**Task:** A verbatim reproduction of every entry is the expected answer.

**Records for the exercise:**
###

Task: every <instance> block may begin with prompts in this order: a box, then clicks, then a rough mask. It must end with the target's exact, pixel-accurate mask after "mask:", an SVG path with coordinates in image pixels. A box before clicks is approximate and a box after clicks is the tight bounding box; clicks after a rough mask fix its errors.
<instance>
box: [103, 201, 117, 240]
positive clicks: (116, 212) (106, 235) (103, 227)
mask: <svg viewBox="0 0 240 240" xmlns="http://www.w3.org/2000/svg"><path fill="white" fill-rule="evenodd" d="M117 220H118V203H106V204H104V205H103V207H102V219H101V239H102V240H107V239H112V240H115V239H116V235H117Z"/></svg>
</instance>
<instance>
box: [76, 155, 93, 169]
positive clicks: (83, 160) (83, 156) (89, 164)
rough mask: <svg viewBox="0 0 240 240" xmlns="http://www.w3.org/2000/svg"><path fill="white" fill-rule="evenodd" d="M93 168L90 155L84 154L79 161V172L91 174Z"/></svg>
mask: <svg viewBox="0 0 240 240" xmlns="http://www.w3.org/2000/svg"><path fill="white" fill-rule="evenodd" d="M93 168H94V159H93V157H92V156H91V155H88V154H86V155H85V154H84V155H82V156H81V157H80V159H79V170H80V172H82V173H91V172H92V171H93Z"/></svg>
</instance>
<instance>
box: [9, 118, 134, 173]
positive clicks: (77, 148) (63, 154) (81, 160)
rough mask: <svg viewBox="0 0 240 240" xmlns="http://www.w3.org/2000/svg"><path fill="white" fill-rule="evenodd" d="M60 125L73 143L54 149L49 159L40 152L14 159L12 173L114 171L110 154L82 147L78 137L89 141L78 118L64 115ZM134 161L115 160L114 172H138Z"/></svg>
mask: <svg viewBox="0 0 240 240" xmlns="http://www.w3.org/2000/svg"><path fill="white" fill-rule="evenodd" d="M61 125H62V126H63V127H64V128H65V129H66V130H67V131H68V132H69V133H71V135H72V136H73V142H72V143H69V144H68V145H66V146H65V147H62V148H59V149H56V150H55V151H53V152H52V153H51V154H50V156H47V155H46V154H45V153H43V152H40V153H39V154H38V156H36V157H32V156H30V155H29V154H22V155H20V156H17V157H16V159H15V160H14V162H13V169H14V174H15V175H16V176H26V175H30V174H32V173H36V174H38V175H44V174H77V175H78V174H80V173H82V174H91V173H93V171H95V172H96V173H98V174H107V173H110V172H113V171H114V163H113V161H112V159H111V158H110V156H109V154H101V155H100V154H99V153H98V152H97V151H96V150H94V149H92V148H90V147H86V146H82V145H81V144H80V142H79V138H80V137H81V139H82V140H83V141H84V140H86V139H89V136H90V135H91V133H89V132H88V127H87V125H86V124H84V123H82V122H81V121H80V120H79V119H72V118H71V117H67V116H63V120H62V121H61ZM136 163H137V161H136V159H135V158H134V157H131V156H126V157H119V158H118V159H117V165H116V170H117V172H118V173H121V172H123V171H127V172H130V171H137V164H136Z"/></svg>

###

**Result of the exercise:**
Task: every <instance> block may begin with prompts in this order: a box, then clicks, then a rough mask. It must end with the target's exact, pixel-accurate mask after "mask:", an SVG path with coordinates in image pixels. A box before clicks is approximate and a box after clicks is the tight bounding box; clicks after a rough mask fix its errors.
<instance>
box: [103, 201, 117, 240]
positive clicks: (116, 212) (106, 235) (103, 227)
mask: <svg viewBox="0 0 240 240" xmlns="http://www.w3.org/2000/svg"><path fill="white" fill-rule="evenodd" d="M117 220H118V203H106V204H104V205H103V207H102V219H101V239H102V240H107V239H112V240H115V239H116V235H117Z"/></svg>
</instance>
<instance>
box: [76, 155, 93, 169]
positive clicks: (83, 160) (83, 156) (89, 164)
rough mask: <svg viewBox="0 0 240 240" xmlns="http://www.w3.org/2000/svg"><path fill="white" fill-rule="evenodd" d="M93 168L90 155L84 154L79 161V172L91 174Z"/></svg>
mask: <svg viewBox="0 0 240 240" xmlns="http://www.w3.org/2000/svg"><path fill="white" fill-rule="evenodd" d="M93 168H94V159H93V157H92V156H91V155H88V154H86V155H85V154H84V155H82V156H81V157H80V159H79V170H80V172H82V173H91V172H92V171H93Z"/></svg>
</instance>
<instance>
box: [9, 118, 134, 173]
positive clicks: (77, 148) (63, 154) (81, 160)
rough mask: <svg viewBox="0 0 240 240" xmlns="http://www.w3.org/2000/svg"><path fill="white" fill-rule="evenodd" d="M60 125L73 143L54 149L49 159L40 152L14 159L12 173L114 171L110 154L82 147L78 137L89 141L78 118L64 115ZM134 161L115 160L114 172H138Z"/></svg>
mask: <svg viewBox="0 0 240 240" xmlns="http://www.w3.org/2000/svg"><path fill="white" fill-rule="evenodd" d="M61 125H62V126H63V127H64V128H65V129H66V130H67V131H68V132H69V133H71V135H72V136H73V142H72V143H69V144H68V145H66V146H65V147H62V148H59V149H56V150H55V151H53V152H52V153H51V154H50V156H47V155H46V154H45V153H43V152H40V153H39V154H38V156H36V157H32V156H30V155H29V154H22V155H20V156H17V157H16V159H15V160H14V162H13V169H14V174H15V175H16V176H26V175H30V174H32V173H36V174H38V175H44V174H77V175H78V174H80V173H82V174H91V173H93V171H95V172H96V173H98V174H107V173H110V172H113V171H114V163H113V161H112V159H111V158H110V156H109V154H101V155H100V154H99V153H98V152H97V151H96V150H94V149H92V148H90V147H86V146H82V145H81V144H80V142H79V138H80V137H81V139H82V140H83V141H84V140H86V139H89V136H90V135H91V133H89V132H88V127H87V125H86V124H84V123H82V122H81V121H80V120H79V119H72V118H71V117H67V116H63V120H62V121H61ZM136 163H137V161H136V159H135V158H134V157H131V156H126V157H119V158H118V159H117V165H116V170H117V172H118V173H121V172H123V171H127V172H130V171H137V164H136Z"/></svg>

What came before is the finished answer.